━━ TRECHO PARA LEITURA
Mais duas crianças nasceram com deformidades físicas por causa do uso incorreto da talidomida - ambas no Maranhão. Com esses casos, sobe para sete o número de vítimas no País desde 1997.
Os casos vieram à tona ao mesmo tempo em que a Agência Nacional de Vigilância Sanitária (Anvisa) aprovou resolução que torna a prescrição, a dispensação e o descarte da talidomida mais rigorosos.
O registro mais recente é o de uma menina que nasceu sem braços e com as pernas encurtadas em dezembro do ano passado, em uma cidadezinha chamada Cajari. A menina é a sexta filha de uma dona de casa de 27 anos, que descobriu ter hanseníase em 2007 e fazia o uso do remédio para tratamento das dores provocadas pela doença.
Segundo relatório que o Estado teve acesso, a mãe da menina não aderia ao tratamento corretamente e fazia o uso indiscriminado do medicamento. Além disso, tentou por várias vezes pegar a medicação no posto de saúde sem apresentar receita, mas não conseguiu. No prontuário dela consta que duas médicas negaram a prescrição da talidomida porque a moça ainda podia ter filhos e não tinha feito a operação de ligação das trompas.
A medicação não saiu do posto de saúde, mas foi obtida diretamente na prefeitura da cidade pelo pai da menina, sem apresentação de receita médica. Até então, aparentemente, a mulher não sabia que estava grávida.
O pai da criança, Walteir Pinheiro Santos, diz que não foi orientado por ninguém sobre os riscos do uso da talidomida na gravidez. Mas, no relatório, consta que a mulher assinou um documento que a informava dos riscos. "Minha mulher tomava porque tinha dores horríveis e só esse remédio passava", diz.
━━━━
━━ TRECHOS DE DADOS
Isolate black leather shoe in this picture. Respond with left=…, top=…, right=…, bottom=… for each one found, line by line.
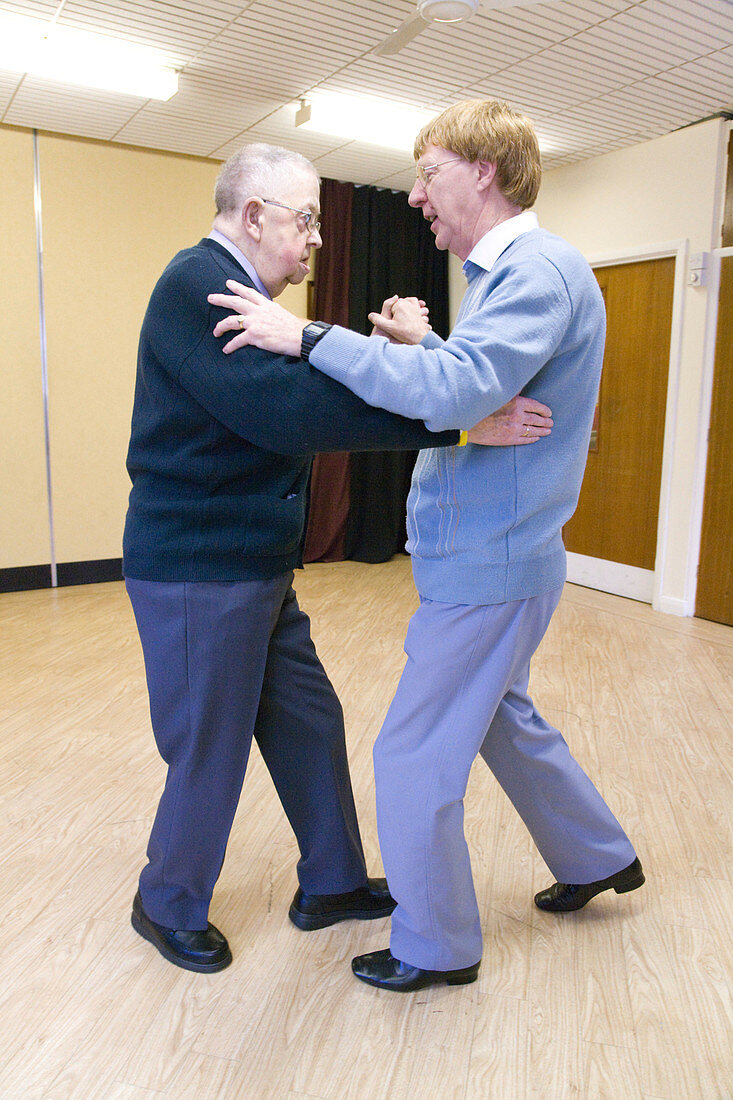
left=132, top=891, right=231, bottom=974
left=287, top=879, right=397, bottom=932
left=351, top=947, right=480, bottom=993
left=535, top=859, right=645, bottom=913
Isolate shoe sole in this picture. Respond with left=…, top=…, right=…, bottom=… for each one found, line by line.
left=535, top=871, right=646, bottom=913
left=287, top=905, right=395, bottom=932
left=130, top=913, right=231, bottom=974
left=354, top=966, right=479, bottom=993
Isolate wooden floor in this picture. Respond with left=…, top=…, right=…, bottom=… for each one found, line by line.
left=0, top=559, right=733, bottom=1100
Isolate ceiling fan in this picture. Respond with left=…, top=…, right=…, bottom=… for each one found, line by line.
left=374, top=0, right=533, bottom=57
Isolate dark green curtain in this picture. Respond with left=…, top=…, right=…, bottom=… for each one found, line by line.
left=344, top=186, right=449, bottom=562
━━━━
• [DESCRIÇÃO DA TAREFA]:
No texto sobre a talidomida, acima, quais etapas a resolução aprovada pela Anvisa torna mais rigorosas? Liste todas.

• [RESPOSTA À TAREFA]:
A resolução torna mais rigorosas a prescrição, a dispensação e o descarte da talidomida.